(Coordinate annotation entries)
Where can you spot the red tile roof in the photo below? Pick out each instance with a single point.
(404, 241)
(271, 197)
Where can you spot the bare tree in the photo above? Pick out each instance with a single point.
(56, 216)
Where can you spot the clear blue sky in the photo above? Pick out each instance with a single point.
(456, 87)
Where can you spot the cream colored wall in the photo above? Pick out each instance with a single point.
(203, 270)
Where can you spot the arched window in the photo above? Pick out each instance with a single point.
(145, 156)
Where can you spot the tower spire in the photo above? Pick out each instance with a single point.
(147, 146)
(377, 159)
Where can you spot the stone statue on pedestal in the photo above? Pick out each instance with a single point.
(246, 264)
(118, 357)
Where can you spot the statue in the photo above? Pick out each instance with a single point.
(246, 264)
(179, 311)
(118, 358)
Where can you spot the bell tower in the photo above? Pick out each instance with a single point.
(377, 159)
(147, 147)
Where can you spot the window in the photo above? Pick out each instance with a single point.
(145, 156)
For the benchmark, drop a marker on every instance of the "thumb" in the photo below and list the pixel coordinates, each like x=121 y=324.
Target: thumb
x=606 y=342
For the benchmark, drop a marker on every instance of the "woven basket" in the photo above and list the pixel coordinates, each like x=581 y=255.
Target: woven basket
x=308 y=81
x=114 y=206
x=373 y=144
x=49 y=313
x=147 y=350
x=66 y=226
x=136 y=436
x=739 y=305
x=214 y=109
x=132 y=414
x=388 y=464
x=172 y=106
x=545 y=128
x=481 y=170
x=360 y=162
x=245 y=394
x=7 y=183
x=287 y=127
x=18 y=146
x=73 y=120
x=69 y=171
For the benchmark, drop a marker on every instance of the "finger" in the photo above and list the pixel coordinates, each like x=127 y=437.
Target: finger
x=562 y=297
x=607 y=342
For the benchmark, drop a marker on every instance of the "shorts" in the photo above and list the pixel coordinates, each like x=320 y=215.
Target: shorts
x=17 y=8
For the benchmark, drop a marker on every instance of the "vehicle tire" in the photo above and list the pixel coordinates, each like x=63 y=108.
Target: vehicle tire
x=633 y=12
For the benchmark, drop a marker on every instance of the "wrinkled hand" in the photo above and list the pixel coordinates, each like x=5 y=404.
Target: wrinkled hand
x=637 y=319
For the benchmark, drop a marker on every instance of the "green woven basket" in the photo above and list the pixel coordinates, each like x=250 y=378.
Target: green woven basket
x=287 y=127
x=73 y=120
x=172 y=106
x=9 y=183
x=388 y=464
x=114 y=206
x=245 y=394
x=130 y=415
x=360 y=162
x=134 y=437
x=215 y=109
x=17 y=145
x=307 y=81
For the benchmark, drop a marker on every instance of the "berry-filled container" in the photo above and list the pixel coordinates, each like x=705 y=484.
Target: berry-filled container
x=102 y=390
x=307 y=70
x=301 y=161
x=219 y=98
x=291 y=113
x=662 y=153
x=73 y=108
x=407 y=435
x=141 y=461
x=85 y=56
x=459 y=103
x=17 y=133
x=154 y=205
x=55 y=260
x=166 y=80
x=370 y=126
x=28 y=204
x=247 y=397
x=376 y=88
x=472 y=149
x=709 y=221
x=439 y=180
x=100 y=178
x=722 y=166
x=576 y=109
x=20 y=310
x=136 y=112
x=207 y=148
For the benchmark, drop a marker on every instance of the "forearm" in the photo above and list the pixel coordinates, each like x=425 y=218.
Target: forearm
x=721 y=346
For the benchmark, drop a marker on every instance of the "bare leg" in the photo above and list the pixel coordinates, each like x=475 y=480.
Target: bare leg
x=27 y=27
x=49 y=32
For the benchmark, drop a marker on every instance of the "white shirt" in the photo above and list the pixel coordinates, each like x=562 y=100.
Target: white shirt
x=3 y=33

REQUIRED TASK: Give every line of the data above as a Markdown table with the columns "Row" and "Line", numbering the rows and leaving out blank lines.

SOLUTION:
| Row | Line |
|---|---|
| 1 | Where can you spot the red tile roof in the photo below? Pick out each instance with a single point. |
| 2 | (404, 241) |
| 3 | (271, 197) |
| 4 | Where can you spot the bare tree in the photo above? Pick out each instance with a single point. |
| 5 | (56, 216) |
| 6 | Where can you spot the clear blue sky in the photo above? Pick out each instance with a single point. |
| 7 | (456, 87) |
| 8 | Where can you spot the cream colored wall in the photo above? Pick out each instance with a single point. |
| 9 | (203, 270) |
| 10 | Where can you spot the arched window in the photo above? Pick out each instance with a single point. |
| 11 | (145, 156) |
| 12 | Where can you spot the tower spire in the photo above? Pick out each instance with a single point. |
| 13 | (147, 146) |
| 14 | (377, 159) |
| 15 | Where can you spot the stone statue on pedestal in the photo above? Pick out each instance with a single point. |
| 16 | (246, 264) |
| 17 | (118, 357) |
| 18 | Where can you spot the statue in the photo above? Pick out each instance with a single point. |
| 19 | (246, 264) |
| 20 | (179, 311) |
| 21 | (118, 358) |
| 22 | Where can you spot the bell tower in the photo above? Pick out each instance with a single point. |
| 23 | (377, 159) |
| 24 | (147, 147) |
| 25 | Where can you spot the window in the photo above? Pick out each instance with a single point. |
| 26 | (145, 156) |
| 27 | For the benchmark, drop a marker on every instance of the "thumb" in the photo below and list the pixel coordinates, each like x=121 y=324. |
| 28 | Target: thumb |
| 29 | x=606 y=342 |
| 30 | For the benchmark, drop a marker on every instance of the "woven basket" in the photo above and list the pixel coordinates, each like x=581 y=255. |
| 31 | Target: woven basket |
| 32 | x=308 y=81 |
| 33 | x=114 y=206 |
| 34 | x=373 y=144 |
| 35 | x=49 y=313 |
| 36 | x=147 y=350 |
| 37 | x=66 y=226 |
| 38 | x=136 y=436 |
| 39 | x=739 y=305 |
| 40 | x=214 y=109 |
| 41 | x=132 y=414 |
| 42 | x=388 y=464 |
| 43 | x=172 y=106 |
| 44 | x=545 y=128 |
| 45 | x=481 y=170 |
| 46 | x=360 y=162 |
| 47 | x=245 y=394 |
| 48 | x=7 y=183 |
| 49 | x=287 y=127 |
| 50 | x=18 y=146 |
| 51 | x=73 y=120 |
| 52 | x=69 y=171 |
| 53 | For the benchmark, drop a marker on every instance of the "finger" in the photo above and list the pixel coordinates, each like x=127 y=437. |
| 54 | Target: finger |
| 55 | x=562 y=297 |
| 56 | x=607 y=342 |
| 57 | For the benchmark, drop a marker on every instance of the "shorts" in the photo above and list the pixel coordinates, each like x=320 y=215. |
| 58 | Target: shorts |
| 59 | x=17 y=8 |
| 60 | For the benchmark, drop a marker on every instance of the "vehicle tire" in the photo above and list the pixel coordinates, each like x=63 y=108. |
| 61 | Target: vehicle tire |
| 62 | x=633 y=12 |
| 63 | For the benchmark, drop a marker on every instance of the "wrinkled hand" in the photo above and list the pixel coordinates, each like x=5 y=404. |
| 64 | Target: wrinkled hand |
| 65 | x=637 y=319 |
| 66 | For the benchmark, drop a marker on every instance of the "green woven basket" in the photo above and list the pixel coordinates, each like x=250 y=378. |
| 67 | Target: green woven basket |
| 68 | x=287 y=127 |
| 69 | x=73 y=120 |
| 70 | x=172 y=106 |
| 71 | x=9 y=183 |
| 72 | x=388 y=464 |
| 73 | x=114 y=206 |
| 74 | x=245 y=394 |
| 75 | x=130 y=415 |
| 76 | x=360 y=162 |
| 77 | x=134 y=437 |
| 78 | x=215 y=109 |
| 79 | x=17 y=145 |
| 80 | x=307 y=81 |
| 81 | For the benchmark, drop a marker on every instance of the "berry-filled container" in the photo above and list the pixel coordinates, each like x=705 y=484. |
| 82 | Target: berry-filled container |
| 83 | x=102 y=390 |
| 84 | x=307 y=70 |
| 85 | x=301 y=161 |
| 86 | x=219 y=98 |
| 87 | x=291 y=113 |
| 88 | x=662 y=153 |
| 89 | x=73 y=108 |
| 90 | x=407 y=435 |
| 91 | x=141 y=461 |
| 92 | x=85 y=56 |
| 93 | x=459 y=103 |
| 94 | x=17 y=133 |
| 95 | x=154 y=205 |
| 96 | x=55 y=260 |
| 97 | x=166 y=80 |
| 98 | x=370 y=126 |
| 99 | x=28 y=204 |
| 100 | x=247 y=397 |
| 101 | x=376 y=88 |
| 102 | x=472 y=149 |
| 103 | x=709 y=221 |
| 104 | x=439 y=180 |
| 105 | x=100 y=178 |
| 106 | x=722 y=166 |
| 107 | x=576 y=109 |
| 108 | x=20 y=310 |
| 109 | x=136 y=112 |
| 110 | x=207 y=148 |
| 111 | For the benchmark, drop a marker on every instance of the "forearm" in the photo above and list the pixel coordinates, each like x=425 y=218. |
| 112 | Target: forearm |
| 113 | x=721 y=346 |
| 114 | For the benchmark, drop a marker on every instance of the "bare leg" in the photo above and list the pixel coordinates, each like x=475 y=480. |
| 115 | Target: bare leg |
| 116 | x=27 y=27 |
| 117 | x=49 y=32 |
| 118 | For the benchmark, drop a marker on every instance of the "white shirt" in the photo above and list the pixel coordinates, each like x=562 y=100. |
| 119 | Target: white shirt |
| 120 | x=3 y=33 |